Task set –
• a. In the article on the alleged cancer charity scam, how many counts of grand larceny was Hosang arraigned on?
• b. Carry on the article about the alleged cancer charity scam, picking up after its final sentence.

Passage to read –
+---+
Alleged cancer charity scammer could face seven years in prison


A former Wall Street crook with ties to the Mafia allegedly set up two dozen fake cancer charities across the country and scammed donors out of more than $150,000, prosecutors charge.

Starting in 2014, Ian Hosang, 63, of Staten Island, began establishing fake non-profits with legitimate-sounding names, including “American Cancer Society for Children” and “United Way of New York Inc.,” but donations never went to medical research or community outreach, according to the Brooklyn District Attorney’s Office.

Instead, he “lined his own pockets,” DA Eric Gonzalez said in a statement.

Hosang was arrested May 9 and arraigned in Brooklyn Supreme Court on 12 counts of grand larceny, three counts of identity theft and one count of scheme to defraud. He was released without bail.

He received slaps on the wrist in previous run-ins with the law over charity schemes — In 2018, North Dakota and Washington dissolved Hosang’s phony charities, and barred him from establishing any more, SILive reported. Three years later, the Michigan Attorney General Office dissolved 10 of his entities, the Mining Journal reported. 

He now faces seven years in prison if convicted.
+---+
Data items

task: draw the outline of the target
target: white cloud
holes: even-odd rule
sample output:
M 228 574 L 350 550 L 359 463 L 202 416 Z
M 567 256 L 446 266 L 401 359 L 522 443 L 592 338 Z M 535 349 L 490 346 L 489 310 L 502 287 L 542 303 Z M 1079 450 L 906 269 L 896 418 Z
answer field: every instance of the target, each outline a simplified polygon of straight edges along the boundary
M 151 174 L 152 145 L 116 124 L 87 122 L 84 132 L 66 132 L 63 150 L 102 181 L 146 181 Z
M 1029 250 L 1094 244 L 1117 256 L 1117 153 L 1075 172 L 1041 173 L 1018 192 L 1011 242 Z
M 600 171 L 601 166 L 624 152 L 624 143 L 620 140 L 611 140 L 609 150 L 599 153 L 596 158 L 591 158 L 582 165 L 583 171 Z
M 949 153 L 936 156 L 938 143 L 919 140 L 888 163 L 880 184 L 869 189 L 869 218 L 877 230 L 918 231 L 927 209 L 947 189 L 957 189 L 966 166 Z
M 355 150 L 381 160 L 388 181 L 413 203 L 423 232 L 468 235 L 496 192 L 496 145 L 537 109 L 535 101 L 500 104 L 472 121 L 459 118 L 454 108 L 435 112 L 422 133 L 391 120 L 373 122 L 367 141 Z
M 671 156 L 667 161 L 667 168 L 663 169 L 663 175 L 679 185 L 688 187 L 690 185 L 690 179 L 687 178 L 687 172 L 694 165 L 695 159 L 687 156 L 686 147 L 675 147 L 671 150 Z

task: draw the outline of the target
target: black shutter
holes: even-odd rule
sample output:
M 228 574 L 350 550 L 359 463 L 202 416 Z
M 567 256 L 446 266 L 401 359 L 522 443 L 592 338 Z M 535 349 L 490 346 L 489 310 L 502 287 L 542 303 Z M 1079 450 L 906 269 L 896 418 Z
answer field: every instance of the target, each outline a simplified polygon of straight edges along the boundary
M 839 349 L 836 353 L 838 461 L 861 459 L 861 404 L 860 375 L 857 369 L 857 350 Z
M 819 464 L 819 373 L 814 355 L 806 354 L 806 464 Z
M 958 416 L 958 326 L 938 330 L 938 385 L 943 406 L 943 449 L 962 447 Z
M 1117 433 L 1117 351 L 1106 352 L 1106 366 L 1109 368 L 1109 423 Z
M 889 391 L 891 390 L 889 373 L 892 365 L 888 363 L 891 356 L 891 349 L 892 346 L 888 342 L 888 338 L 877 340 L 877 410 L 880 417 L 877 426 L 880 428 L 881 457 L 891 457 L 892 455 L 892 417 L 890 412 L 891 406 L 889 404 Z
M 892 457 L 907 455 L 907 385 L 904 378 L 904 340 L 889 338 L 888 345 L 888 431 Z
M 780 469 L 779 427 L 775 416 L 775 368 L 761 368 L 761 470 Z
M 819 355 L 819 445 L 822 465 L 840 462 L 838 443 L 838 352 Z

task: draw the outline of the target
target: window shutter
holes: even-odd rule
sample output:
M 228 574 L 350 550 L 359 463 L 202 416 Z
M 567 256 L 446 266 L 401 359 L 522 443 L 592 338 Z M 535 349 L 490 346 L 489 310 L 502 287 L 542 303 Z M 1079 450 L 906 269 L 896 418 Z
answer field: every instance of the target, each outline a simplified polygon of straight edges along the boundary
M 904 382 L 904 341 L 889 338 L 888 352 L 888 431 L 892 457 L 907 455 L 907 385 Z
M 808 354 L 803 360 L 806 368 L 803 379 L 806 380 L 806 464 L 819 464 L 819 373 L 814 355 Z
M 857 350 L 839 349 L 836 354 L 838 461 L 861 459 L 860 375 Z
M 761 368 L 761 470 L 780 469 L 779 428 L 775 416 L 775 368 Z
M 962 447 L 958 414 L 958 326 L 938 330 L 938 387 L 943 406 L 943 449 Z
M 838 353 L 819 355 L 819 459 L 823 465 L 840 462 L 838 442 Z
+---+
Per-task answers –
• a. 12 counts

• b.
DA Eric Gonzalez, above, alleged that Hosang used the charities to line his own pockets.
DA Eric Gonzalez, above, alleged that Hosang used the charities to line his own pockets.
REUTERS

Prior to his charity scams, Hosang was a wannabe Jordan Belfort.

In a 1997 complaint federal prosecutors in Brooklyn accused Hosang of being the ringleader of a pump-and-dump stock scheme, and claimed one of his partners, Frank Mancini, was connected to the Gambino crime family, the Wall Street Journal reported.

Hosang’s “stockbrokers” were just potheads he found on the subway, and he and Mancini once beat a rival broker and hung him upside down out of a ninth floor window, The Journal reported.

Hosang pleaded guilty to federal conspiracy and money laundering charges in 1999. He served 12 years in federal prison, SILive reported.

Hosang’s lawyer, Paul Martin, refused to comment.